Rhino Records 76536

With the recent releases of the All Good Things box set, the first volume of the proposed Pure Jerry archival series, and – now – the triple-disc After Midnight, it seems as if the cork on the late Jerry Garcia’s estate is finally gettin’ popped. It’s ironic, of course, that it’s taken this long. Even during his most heroin-addled years, when his songwriting output dwindled to nearly zilch, Garcia remained a prolific live performer. Cynics might accuse any given Jerry Garcia Band release of being nothing more than a crisp document of a junkie playing for his junk. And they might be right. It’s a bit sad to hear the lethargic rhythms creep in, as they do on After Midnight. They would plague the last 15 years of Garcia’s career, eventually slowing nearly every song in Garcia’s songbook to a generic mid-tempo crawl that gradually metastasized into a depressing plod by Garcia’s 1995 death.

But, in 1980, when After Midnight was recorded, that sound was still an artistic choice, and Garcia was still exploring the canvas. Garcia’s selection of material was as laid back as his arrangements. As he did for most of his extra-Dead career, Garcia sang mostly covers. And, while certainly not a substitute for new original material, they represent definite areas Garcia was interested in exploring as a musician and, especially, as a vocalist. The tunes fall into several categories, many of which cross-pollinated under Garcia’s curiosity-propelled fingers: old pop numbers ("That’s What Love Will Make You Do," "How Sweet It Is To Be Loved By You," "Tore Up Over You"), reggae or reggae-influenced grooves ("The Harder They Come," "I’ll Take A Melody"), bluegrass holdovers ("Midnight Moonlight," "Catfish John"), supple stretchers ("After Midnight," "Sugaree"), and… Dylan ("Simple Twist of Fate," "Knockin’ On Heaven’s Door").

※

* List of tasks *
A – According to the review of After Midnight, in what year was the album recorded?
B – Write a continuation of the review of After Midnight, beginning after its final sentence.
The records that follow have no connection to the review of After Midnight.

※

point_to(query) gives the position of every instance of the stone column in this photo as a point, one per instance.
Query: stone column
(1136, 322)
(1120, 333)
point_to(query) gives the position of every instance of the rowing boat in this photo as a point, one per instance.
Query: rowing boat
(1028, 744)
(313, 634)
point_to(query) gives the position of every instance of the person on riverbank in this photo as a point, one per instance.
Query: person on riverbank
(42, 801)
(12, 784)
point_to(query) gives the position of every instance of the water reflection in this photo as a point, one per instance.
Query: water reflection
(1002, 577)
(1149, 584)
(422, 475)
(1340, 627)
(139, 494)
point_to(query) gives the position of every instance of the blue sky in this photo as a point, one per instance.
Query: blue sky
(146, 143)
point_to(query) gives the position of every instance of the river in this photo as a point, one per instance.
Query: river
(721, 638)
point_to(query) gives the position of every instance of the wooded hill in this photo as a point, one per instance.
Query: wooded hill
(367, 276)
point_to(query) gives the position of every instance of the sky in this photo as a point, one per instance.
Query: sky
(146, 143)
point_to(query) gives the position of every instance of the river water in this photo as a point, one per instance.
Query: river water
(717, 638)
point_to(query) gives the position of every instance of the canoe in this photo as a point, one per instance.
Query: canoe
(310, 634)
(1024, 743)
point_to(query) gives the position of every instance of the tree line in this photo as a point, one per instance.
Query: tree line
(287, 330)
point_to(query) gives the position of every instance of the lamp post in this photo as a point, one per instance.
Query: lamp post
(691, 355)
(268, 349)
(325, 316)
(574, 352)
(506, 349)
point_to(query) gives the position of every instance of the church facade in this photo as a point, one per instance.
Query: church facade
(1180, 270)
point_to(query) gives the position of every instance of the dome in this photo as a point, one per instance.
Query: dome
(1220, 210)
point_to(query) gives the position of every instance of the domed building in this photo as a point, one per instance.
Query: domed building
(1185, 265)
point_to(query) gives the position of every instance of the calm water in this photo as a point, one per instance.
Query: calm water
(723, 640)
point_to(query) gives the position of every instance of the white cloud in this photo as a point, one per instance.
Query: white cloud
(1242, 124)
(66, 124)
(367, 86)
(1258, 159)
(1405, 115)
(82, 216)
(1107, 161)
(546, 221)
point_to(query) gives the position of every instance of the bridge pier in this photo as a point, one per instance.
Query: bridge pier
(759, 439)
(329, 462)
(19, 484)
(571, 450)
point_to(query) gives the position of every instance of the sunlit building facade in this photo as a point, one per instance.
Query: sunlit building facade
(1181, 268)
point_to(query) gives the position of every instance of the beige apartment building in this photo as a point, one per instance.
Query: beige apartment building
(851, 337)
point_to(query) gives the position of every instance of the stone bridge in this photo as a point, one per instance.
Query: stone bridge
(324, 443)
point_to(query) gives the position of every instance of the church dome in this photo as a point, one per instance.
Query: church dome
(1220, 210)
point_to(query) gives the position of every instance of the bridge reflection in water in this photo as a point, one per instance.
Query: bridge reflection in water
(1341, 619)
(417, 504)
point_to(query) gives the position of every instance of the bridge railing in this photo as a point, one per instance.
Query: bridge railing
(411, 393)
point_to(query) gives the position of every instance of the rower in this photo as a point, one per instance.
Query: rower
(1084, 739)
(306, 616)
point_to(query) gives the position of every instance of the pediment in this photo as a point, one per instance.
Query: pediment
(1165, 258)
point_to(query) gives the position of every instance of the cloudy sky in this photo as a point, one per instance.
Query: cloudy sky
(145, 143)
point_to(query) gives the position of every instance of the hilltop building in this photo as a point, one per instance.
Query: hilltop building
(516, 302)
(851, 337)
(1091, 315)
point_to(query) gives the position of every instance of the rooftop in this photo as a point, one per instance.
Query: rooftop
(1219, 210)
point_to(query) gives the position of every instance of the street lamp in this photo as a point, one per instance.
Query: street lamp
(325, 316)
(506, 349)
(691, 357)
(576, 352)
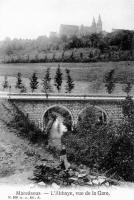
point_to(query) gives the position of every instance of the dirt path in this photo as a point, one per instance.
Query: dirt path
(18, 158)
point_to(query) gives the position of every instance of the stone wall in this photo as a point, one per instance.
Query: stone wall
(37, 108)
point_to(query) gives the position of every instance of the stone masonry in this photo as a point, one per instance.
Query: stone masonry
(36, 109)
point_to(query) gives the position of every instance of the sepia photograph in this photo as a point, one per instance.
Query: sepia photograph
(66, 99)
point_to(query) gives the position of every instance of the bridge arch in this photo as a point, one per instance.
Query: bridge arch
(59, 108)
(103, 113)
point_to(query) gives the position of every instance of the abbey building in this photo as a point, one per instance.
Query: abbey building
(70, 30)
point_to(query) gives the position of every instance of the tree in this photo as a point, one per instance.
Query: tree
(109, 81)
(46, 82)
(128, 87)
(128, 107)
(69, 84)
(19, 81)
(5, 83)
(34, 82)
(58, 78)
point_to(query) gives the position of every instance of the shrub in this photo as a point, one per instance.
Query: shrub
(24, 127)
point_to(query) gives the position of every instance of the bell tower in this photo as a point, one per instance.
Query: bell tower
(99, 25)
(94, 28)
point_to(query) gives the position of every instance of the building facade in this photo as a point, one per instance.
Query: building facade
(70, 30)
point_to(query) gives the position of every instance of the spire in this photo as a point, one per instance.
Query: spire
(99, 20)
(99, 24)
(93, 22)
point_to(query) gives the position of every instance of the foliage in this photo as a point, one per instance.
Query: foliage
(128, 87)
(20, 122)
(69, 84)
(128, 107)
(46, 82)
(108, 148)
(58, 78)
(114, 46)
(120, 158)
(19, 80)
(109, 81)
(34, 82)
(19, 84)
(89, 143)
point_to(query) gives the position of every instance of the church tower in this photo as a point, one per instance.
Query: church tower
(99, 25)
(93, 27)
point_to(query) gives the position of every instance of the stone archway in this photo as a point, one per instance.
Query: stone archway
(57, 120)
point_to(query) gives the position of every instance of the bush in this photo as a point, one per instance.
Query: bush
(89, 148)
(24, 127)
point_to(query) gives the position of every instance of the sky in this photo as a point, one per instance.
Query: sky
(32, 18)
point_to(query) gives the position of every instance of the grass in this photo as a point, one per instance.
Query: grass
(87, 76)
(79, 71)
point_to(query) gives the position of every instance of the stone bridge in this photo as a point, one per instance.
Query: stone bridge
(36, 105)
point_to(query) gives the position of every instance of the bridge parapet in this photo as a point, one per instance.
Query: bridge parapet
(35, 105)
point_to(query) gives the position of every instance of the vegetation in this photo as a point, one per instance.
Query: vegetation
(21, 123)
(114, 46)
(108, 148)
(69, 83)
(109, 81)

※

* Responses to the tasks *
A – 1980

B –
It is the last two categories that provide the most compelling music on After Midnight. The Garcia Band was more solo-oriented than the Dead, so when they actually begin to go out on the title track it is a great relief to the ears to hear the underlying structure begin to change. Garcia hits some sort of late ’70s compression/distortion pedal (dialed to the most tasteful settings possible) and launches into vintage alien blues. After the relative stasis of the much of the other music, "After Midnight" actually seems like it’s going somewhere, and it is: a transcendent instrumental reading of The Beatles’ "Eleanor Rigby" that Garcia was fond of in the spring of 1980. Garcia’s guitar take on Paul McCartney’s melody starts tentatively, but builds in expression and confidence as he goes. Garcia’s playing is so often described as "lyrical" that it’s a small, wonderful surprise to hear him voice an actual vocal line. By the second chorus, he’s soaring, and with a slight-of-hand, snaps into double-time to lead the band back into "After Midnight." And, after the reprise, Garcia builds to an impressive crescendo, his solo fanning outwards with surprisingly little rock star pretension.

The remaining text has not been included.